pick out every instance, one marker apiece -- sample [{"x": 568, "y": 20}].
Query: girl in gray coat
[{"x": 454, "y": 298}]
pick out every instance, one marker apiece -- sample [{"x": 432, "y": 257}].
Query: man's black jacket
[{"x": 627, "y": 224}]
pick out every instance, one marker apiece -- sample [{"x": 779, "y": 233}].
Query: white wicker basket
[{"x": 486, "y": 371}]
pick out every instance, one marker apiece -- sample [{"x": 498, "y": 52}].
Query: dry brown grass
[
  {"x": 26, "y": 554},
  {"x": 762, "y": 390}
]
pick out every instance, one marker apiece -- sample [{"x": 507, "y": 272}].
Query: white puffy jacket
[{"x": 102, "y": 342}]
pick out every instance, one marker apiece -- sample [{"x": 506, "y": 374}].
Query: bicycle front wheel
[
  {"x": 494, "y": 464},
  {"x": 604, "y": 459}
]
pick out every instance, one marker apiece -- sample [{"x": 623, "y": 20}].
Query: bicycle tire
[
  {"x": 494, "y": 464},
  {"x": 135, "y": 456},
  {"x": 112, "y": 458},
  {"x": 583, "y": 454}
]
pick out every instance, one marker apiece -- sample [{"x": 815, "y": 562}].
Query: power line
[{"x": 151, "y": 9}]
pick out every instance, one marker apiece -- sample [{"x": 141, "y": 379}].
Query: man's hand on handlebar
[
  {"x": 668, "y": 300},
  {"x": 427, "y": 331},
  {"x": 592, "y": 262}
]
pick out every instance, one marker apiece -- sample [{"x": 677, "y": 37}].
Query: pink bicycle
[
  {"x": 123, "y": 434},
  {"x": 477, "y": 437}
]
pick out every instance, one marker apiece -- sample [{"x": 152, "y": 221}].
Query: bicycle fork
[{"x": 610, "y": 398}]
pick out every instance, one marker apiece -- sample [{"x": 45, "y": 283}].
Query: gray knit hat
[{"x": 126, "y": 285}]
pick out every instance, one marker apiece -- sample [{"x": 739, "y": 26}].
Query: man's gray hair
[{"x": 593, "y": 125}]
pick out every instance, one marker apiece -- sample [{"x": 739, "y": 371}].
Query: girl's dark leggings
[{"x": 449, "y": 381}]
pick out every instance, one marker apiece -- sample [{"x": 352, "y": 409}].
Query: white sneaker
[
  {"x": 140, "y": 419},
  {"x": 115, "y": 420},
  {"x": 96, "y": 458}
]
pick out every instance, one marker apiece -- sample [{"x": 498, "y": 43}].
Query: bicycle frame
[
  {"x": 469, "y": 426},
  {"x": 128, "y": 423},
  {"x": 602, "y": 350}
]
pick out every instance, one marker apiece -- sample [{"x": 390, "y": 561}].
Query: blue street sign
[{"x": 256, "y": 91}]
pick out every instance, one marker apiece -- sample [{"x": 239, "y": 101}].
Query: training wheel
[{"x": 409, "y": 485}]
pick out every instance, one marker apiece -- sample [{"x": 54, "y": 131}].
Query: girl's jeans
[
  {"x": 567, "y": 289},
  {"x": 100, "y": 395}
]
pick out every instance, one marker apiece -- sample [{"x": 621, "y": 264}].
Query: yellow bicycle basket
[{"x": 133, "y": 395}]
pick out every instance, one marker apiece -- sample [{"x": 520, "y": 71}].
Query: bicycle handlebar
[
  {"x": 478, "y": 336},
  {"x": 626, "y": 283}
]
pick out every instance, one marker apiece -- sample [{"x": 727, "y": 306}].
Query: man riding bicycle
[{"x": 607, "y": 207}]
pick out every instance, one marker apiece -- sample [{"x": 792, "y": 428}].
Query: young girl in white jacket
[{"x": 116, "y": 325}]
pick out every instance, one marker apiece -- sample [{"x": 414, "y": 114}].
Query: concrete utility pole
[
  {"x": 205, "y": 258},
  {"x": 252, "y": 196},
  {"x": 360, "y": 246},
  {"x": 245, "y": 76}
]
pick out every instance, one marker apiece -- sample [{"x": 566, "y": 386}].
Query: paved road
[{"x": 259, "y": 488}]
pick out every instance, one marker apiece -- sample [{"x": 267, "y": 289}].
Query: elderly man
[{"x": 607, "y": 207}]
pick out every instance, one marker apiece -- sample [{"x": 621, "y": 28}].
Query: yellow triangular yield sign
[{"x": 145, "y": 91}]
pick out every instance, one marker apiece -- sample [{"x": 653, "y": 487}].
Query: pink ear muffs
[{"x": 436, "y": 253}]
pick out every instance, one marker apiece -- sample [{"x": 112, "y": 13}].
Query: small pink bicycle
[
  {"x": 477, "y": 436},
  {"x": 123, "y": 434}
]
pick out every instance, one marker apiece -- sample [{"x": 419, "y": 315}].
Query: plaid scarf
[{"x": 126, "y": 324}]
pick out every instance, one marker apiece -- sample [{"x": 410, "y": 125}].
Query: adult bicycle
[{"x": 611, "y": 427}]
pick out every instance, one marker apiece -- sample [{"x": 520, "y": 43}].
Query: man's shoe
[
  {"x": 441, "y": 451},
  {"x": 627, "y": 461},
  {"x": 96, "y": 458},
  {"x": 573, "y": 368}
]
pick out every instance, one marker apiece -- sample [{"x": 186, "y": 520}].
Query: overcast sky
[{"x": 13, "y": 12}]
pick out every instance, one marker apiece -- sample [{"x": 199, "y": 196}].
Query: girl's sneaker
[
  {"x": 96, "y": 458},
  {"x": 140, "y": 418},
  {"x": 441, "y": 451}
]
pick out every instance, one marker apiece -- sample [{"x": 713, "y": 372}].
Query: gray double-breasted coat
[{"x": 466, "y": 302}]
· · · · · · ·
**Problem statement:** Faithfully transcribe the whole of the data.

**Answer to the exercise:**
pick out every instance, one marker apiece -- sample [{"x": 568, "y": 20}].
Query: girl in gray coat
[{"x": 454, "y": 298}]
pick out every instance, one marker apiece -- sample [{"x": 432, "y": 257}].
Query: man's black jacket
[{"x": 627, "y": 224}]
pick out every instance, one marker apiece -- sample [{"x": 779, "y": 233}].
Query: white wicker basket
[{"x": 486, "y": 371}]
pick out every instance, one marker apiece -- sample [{"x": 498, "y": 52}].
Query: dry brown grass
[
  {"x": 26, "y": 554},
  {"x": 762, "y": 390}
]
pick out every instance, one marker apiece -- sample [{"x": 507, "y": 272}].
Query: white puffy jacket
[{"x": 102, "y": 342}]
pick out every instance, one marker apiece -- sample [{"x": 506, "y": 374}].
Query: bicycle front wheel
[
  {"x": 494, "y": 464},
  {"x": 604, "y": 459}
]
pick out every instance, one marker apiece -- sample [{"x": 623, "y": 20}].
Query: bicycle tire
[
  {"x": 494, "y": 464},
  {"x": 135, "y": 456},
  {"x": 112, "y": 458},
  {"x": 583, "y": 454}
]
pick out every instance, one marker apiece -- sample [{"x": 815, "y": 562}].
Query: power line
[{"x": 151, "y": 9}]
pick out every instance, one marker apiece -- sample [{"x": 141, "y": 379}].
Query: man's hand on handlebar
[
  {"x": 668, "y": 300},
  {"x": 427, "y": 331},
  {"x": 592, "y": 262}
]
pick out every instance, one marker apiece -- sample [{"x": 677, "y": 37}].
Query: pink bicycle
[
  {"x": 123, "y": 434},
  {"x": 477, "y": 437}
]
pick out every instance, one marker apiece -- sample [{"x": 152, "y": 221}].
Query: bicycle fork
[{"x": 610, "y": 398}]
pick out every instance, one marker apiece -- sample [{"x": 45, "y": 283}].
Query: gray knit hat
[{"x": 126, "y": 285}]
pick out every instance, one marker apiece -- sample [{"x": 739, "y": 26}].
Query: man's gray hair
[{"x": 593, "y": 125}]
pick out every instance, one marker apiece -- sample [{"x": 739, "y": 371}].
Query: girl's dark leggings
[{"x": 449, "y": 381}]
pick out every instance, one marker apiece -- sample [{"x": 352, "y": 409}].
Query: white sneaker
[
  {"x": 140, "y": 419},
  {"x": 115, "y": 420},
  {"x": 96, "y": 458}
]
pick out every instance, one marker apiece -- sample [{"x": 498, "y": 43}].
Query: bicycle frame
[
  {"x": 469, "y": 426},
  {"x": 128, "y": 423},
  {"x": 602, "y": 350}
]
pick out every instance, one marker apiece -- sample [{"x": 390, "y": 561}].
Query: blue street sign
[{"x": 256, "y": 91}]
pick out every instance, one marker apiece -- sample [{"x": 239, "y": 101}].
Query: training wheel
[{"x": 409, "y": 485}]
pick out every instance, one marker apiece -- sample [{"x": 54, "y": 131}].
Query: girl's jeans
[
  {"x": 567, "y": 289},
  {"x": 100, "y": 395}
]
pick out every instance, one marker apiece -- sample [{"x": 621, "y": 264}].
Query: yellow bicycle basket
[{"x": 133, "y": 395}]
pick out every instance, one marker apiece -- sample [{"x": 520, "y": 71}].
Query: bicycle handlebar
[
  {"x": 478, "y": 336},
  {"x": 626, "y": 283}
]
pick out every instance, one marker apiece -- sample [{"x": 727, "y": 306}].
Query: man riding bicycle
[{"x": 607, "y": 207}]
pick out every instance, one marker apiece -- sample [{"x": 792, "y": 428}].
Query: young girl in white jacket
[{"x": 116, "y": 325}]
pick out every instance, one marker apiece -- sample [{"x": 414, "y": 114}].
Query: concrete utility pole
[
  {"x": 205, "y": 258},
  {"x": 252, "y": 196},
  {"x": 360, "y": 246},
  {"x": 245, "y": 76}
]
pick out every instance, one marker apiece -- sample [{"x": 566, "y": 386}].
Query: paved road
[{"x": 259, "y": 488}]
pick out every instance, one marker apiece -- sample [{"x": 267, "y": 289}].
Query: elderly man
[{"x": 607, "y": 207}]
pick out every instance, one marker apiece -- sample [{"x": 621, "y": 28}].
Query: yellow triangular yield sign
[{"x": 145, "y": 91}]
pick out every instance, one marker apiece -- sample [{"x": 653, "y": 487}].
Query: pink ear muffs
[{"x": 436, "y": 253}]
pick out every instance, one marker apiece -- sample [{"x": 112, "y": 13}].
Query: small pink bicycle
[
  {"x": 477, "y": 436},
  {"x": 123, "y": 434}
]
pick out every instance, one marker apiece -- sample [{"x": 419, "y": 315}].
Query: plaid scarf
[{"x": 126, "y": 324}]
pick out every instance, one marker apiece -- sample [{"x": 410, "y": 125}].
Query: adult bicycle
[{"x": 611, "y": 427}]
pick out every instance, one marker apiece -- sample [{"x": 520, "y": 43}].
Query: man's shoe
[
  {"x": 441, "y": 451},
  {"x": 627, "y": 461},
  {"x": 96, "y": 458},
  {"x": 573, "y": 368}
]
pick out every instance, one marker apiece -- sample [{"x": 186, "y": 520}].
Query: overcast sky
[{"x": 13, "y": 12}]
pick out every instance, one marker apiece -- sample [{"x": 199, "y": 196}].
Query: girl's sneaker
[
  {"x": 96, "y": 458},
  {"x": 140, "y": 418},
  {"x": 441, "y": 451}
]
pick out every instance, one marker apiece -- sample [{"x": 713, "y": 372}].
Query: gray double-breasted coat
[{"x": 466, "y": 302}]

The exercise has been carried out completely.